• [WHAT THE EXERCISE ASKS]: Resume the account of Fiona's first full year of school in Nelson, not the rows, beginning directly after its final sentence.
*** Opening PAGE TEXT ***
Fiona finished her first year of school, Grade 10, just over a week ago. Over the previous three years she had taken two core courses (math and science) and two short electives (Spanish and dance) at our local village school, but this year was the first time she attended school on a daily basis. And for this she followed in Sophie’s footsteps and attended the larger school in Nelson. She took four Grade 11 courses and two Grade 10 courses, which amounted to 75% of a full course load. The reduced course load was possible because she already had a number of Grade 10 credits banked, and desirable because we knew she was going to feel very busy and experience a fair bit of culture shock with the transition.
She kept up all her previous extra-curricular activities (violin, aerial silks and a bunch of ballet and dance technique and conditioning classes), and added Corazon choir. Adding the overlay of a daily school hours and structure, the academic accountability and the new social and cultural expectations of a mid-sized mainstream school was a lot to have heaped on her plate.
Really though the most challenging thing has been the living situation. In past years we had commuted to Nelson twice during the week, staying overnight maybe a couple of nights per week, but this year she was there at least Sunday evening until Friday evening. She desperately needed the refuge of being home on weekends, spending time in the bedroom she’s occupied for a decade or more, reconnecting with Chuck, cuddling the cat, baking in the big kitchen. But being away from Nelson on weekends (and being so busy during the week) meant that she has no real opportunity to deepen social connections with friends from school. She has plenty of friends, but she pines for a more multi-faceted relationship with them, one that really needs time and experiences together outside of school lunch break, choir rehearsals and dance classes. She has spent a few weekends in Nelson, when I’m away in Cranbrook doing symphony gigs and can’t run her back home, or when she has performances. She takes advantage of these times, but she ends up really missing home too. No matter how well-appointed the space in Nelson is, it isn’t home, and she has felt like no matter where she spends the weekend she’s missing out on something she needs to round out her life.
*** Closing PAGE TEXT ***
*** Opening DATA FOR REVIEW ***
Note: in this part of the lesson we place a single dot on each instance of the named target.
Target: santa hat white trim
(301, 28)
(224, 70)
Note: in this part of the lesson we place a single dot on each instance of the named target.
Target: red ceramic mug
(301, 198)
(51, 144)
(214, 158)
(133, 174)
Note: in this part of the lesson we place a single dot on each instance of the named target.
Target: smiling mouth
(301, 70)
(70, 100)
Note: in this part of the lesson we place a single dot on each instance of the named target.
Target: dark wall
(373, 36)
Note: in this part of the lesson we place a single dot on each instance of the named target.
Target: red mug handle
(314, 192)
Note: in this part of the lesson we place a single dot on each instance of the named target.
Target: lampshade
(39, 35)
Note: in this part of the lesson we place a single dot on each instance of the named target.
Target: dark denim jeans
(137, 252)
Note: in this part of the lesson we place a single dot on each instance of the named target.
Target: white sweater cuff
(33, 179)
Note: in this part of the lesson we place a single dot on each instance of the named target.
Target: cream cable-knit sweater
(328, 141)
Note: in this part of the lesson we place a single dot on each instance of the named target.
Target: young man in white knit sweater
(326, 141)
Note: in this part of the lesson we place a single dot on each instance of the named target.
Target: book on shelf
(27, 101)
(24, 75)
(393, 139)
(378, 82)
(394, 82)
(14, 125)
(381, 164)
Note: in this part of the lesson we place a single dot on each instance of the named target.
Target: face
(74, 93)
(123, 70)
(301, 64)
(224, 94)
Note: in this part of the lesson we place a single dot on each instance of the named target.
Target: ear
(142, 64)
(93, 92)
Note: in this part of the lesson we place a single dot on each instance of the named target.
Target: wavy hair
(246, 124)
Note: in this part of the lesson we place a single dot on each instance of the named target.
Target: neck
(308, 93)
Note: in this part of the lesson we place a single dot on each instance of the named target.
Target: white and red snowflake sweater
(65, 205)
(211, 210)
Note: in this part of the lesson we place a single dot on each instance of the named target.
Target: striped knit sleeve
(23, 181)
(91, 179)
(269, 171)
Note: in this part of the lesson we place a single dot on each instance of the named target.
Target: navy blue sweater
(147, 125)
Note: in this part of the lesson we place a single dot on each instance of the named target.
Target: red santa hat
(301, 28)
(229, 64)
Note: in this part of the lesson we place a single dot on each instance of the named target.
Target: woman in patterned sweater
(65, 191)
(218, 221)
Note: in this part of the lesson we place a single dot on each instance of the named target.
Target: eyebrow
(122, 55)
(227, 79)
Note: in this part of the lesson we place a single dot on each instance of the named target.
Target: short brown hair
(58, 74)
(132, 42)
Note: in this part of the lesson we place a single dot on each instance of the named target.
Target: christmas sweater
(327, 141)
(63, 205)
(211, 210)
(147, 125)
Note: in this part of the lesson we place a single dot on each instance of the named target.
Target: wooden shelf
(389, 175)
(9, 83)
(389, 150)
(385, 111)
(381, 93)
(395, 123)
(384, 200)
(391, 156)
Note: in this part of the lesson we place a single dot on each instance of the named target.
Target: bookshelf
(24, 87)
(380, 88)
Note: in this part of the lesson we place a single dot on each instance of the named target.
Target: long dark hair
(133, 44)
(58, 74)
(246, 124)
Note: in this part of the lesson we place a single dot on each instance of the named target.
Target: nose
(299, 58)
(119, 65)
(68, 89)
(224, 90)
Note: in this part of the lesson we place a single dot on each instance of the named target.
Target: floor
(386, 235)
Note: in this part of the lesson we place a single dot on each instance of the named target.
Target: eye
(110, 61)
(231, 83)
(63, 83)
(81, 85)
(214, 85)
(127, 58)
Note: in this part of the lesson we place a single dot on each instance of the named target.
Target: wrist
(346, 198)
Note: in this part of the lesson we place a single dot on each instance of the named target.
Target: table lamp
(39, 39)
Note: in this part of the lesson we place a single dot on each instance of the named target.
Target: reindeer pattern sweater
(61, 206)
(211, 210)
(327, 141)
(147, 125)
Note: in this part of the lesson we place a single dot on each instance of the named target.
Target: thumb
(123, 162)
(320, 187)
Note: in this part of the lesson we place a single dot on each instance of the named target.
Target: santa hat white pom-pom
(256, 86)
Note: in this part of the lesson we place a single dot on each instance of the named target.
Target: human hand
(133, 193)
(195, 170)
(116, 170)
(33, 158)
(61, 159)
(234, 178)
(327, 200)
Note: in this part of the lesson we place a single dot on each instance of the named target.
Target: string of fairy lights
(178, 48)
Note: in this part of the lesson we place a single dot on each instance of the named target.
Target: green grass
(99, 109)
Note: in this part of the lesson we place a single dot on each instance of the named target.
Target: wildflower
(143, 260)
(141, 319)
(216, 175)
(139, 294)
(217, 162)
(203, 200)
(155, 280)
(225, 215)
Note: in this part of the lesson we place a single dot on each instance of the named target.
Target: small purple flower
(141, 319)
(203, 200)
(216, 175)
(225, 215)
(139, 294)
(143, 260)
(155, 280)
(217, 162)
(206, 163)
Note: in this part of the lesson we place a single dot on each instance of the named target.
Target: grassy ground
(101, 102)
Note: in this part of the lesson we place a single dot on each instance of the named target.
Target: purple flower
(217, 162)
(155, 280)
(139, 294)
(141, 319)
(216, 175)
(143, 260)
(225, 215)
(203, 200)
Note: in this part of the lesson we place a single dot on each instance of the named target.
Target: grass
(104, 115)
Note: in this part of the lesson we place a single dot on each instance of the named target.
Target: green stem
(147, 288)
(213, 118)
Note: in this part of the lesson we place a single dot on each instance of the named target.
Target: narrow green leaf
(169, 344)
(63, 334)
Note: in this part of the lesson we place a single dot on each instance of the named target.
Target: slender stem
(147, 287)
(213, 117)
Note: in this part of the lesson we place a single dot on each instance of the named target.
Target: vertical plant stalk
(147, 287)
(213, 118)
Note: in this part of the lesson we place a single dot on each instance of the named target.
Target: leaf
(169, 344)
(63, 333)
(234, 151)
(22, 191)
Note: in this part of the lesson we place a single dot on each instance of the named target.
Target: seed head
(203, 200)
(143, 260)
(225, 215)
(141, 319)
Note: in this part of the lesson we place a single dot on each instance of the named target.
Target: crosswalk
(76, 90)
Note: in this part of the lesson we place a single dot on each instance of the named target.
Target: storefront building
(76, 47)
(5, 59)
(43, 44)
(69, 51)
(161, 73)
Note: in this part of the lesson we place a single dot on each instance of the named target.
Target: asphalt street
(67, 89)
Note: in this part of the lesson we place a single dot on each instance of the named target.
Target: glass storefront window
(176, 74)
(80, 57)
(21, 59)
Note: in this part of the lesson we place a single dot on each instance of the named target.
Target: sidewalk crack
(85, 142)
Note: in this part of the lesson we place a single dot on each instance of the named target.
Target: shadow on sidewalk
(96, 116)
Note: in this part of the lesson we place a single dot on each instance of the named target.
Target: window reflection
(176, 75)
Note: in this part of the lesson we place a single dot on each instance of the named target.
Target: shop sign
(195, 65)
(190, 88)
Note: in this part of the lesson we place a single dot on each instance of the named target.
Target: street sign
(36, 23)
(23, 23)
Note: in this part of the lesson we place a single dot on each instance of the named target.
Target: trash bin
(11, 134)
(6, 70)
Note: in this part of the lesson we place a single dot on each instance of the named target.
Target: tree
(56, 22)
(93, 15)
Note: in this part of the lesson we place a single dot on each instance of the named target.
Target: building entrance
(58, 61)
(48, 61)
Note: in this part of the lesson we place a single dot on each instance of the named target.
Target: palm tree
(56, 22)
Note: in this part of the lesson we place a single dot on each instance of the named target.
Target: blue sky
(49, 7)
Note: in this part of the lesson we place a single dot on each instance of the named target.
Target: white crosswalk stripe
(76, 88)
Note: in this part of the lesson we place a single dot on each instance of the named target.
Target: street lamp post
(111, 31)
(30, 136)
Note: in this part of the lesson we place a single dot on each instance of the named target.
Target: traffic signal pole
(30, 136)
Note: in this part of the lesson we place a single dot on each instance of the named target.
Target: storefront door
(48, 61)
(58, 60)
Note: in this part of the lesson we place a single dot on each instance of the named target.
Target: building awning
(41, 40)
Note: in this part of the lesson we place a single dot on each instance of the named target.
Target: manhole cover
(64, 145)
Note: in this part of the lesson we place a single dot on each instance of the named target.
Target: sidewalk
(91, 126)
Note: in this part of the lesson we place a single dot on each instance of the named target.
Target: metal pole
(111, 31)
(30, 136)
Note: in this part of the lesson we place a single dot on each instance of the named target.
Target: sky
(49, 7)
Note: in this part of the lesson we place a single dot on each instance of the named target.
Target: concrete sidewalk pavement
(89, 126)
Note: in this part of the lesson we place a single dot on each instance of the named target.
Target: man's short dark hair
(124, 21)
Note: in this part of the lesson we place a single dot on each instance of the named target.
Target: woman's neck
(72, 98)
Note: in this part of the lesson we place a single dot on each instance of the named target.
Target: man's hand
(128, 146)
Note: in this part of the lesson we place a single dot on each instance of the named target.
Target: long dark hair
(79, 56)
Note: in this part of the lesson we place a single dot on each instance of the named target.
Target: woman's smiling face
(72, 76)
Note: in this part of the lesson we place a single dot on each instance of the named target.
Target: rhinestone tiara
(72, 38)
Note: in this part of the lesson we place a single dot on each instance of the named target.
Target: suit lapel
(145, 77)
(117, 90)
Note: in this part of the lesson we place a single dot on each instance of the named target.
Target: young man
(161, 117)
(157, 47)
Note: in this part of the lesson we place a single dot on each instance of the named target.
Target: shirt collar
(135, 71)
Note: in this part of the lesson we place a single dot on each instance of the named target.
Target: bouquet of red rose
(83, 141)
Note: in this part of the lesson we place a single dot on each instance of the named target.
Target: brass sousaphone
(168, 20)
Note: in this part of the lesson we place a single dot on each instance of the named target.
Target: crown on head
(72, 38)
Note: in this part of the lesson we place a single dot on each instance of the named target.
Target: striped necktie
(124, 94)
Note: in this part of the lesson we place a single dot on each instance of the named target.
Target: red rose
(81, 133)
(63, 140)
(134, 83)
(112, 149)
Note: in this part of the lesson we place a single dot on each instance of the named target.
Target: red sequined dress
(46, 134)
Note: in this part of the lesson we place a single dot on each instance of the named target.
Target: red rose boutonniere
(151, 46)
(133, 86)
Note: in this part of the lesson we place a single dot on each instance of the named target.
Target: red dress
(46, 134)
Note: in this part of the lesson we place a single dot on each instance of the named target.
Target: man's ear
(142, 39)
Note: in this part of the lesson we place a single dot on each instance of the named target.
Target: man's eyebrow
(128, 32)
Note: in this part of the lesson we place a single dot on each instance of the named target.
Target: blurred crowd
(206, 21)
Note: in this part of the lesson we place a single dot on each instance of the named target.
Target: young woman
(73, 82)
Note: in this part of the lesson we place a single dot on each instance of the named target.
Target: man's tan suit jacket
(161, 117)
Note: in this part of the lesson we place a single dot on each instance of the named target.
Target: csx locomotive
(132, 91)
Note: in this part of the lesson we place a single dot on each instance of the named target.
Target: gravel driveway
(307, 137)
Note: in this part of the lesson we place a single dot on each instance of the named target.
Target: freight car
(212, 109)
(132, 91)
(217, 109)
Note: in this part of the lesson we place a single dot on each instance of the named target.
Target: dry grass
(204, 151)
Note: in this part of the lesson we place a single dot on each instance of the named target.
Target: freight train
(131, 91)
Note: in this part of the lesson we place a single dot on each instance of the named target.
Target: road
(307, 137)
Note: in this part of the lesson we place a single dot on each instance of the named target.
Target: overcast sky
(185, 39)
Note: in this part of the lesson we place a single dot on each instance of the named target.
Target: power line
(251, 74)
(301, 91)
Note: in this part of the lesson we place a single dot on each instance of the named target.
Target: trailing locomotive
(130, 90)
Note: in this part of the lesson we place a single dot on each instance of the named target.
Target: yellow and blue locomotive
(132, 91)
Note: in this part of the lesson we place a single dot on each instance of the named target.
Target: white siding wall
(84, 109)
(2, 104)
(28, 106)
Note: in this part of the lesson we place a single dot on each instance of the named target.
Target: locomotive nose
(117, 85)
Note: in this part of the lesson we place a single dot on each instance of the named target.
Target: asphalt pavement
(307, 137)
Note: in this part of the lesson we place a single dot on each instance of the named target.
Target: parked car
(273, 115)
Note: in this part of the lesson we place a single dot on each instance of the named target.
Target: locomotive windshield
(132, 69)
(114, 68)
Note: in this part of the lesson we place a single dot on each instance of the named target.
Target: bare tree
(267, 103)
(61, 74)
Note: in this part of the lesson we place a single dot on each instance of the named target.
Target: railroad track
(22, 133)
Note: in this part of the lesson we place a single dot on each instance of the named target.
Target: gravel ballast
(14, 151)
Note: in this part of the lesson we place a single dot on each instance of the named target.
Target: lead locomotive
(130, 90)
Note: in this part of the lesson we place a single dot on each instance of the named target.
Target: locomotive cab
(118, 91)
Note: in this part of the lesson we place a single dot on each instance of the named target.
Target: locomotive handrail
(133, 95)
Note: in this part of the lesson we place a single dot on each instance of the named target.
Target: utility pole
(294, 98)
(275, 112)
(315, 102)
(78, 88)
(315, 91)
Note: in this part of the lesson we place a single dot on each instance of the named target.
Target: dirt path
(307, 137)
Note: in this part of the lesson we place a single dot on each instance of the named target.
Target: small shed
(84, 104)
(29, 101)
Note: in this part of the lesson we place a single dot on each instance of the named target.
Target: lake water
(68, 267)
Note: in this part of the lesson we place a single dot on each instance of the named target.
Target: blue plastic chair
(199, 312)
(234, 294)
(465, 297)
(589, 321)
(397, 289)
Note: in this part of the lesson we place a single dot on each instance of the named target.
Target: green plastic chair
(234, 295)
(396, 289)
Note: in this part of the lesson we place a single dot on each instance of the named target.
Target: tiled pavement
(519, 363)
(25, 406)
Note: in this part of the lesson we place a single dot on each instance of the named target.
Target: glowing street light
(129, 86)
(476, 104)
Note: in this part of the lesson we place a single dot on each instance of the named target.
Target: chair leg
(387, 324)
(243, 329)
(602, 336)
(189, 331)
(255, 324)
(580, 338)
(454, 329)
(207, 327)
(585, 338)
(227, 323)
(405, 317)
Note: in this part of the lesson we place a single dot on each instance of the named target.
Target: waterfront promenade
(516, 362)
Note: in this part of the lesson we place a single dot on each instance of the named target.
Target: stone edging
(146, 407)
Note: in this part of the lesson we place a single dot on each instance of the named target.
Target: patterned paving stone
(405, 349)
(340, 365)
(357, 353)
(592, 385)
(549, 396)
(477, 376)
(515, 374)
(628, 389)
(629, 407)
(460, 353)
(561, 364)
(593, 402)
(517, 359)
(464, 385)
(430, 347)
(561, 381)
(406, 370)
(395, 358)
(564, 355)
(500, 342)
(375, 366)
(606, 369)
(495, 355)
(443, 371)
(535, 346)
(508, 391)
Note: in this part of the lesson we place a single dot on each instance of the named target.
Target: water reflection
*** Closing DATA FOR REVIEW ***
• [REPLY]:
There isn’t a perfect solution. There are just compromises that have to be made. And I suppose making peace with this emotionally, not continually trying to find the solution that solves all the issues, is really what she needs to do. She and I need to stop trying to fix things, so that she can just get on with coping with the constraints.
Academically and socially she’s adapted to school beautifully. She managed straight A’s with the highest mark in several of her classes. She’s had some absolutely amazing teachers who have enjoyed her and become very much like friends. And the lovely thing we’ve discovered is that the girl can write. We always knew she had math and science skills and knowledge way beyond her years; she had proven herself more than capable with the accelerated courses she’d taken in those subjects in the past. But she had never taken a humanities course, or written an essay, or for that matter “written to task” in any way. But she earned ridiculous marks like a 100% on her major essay in English.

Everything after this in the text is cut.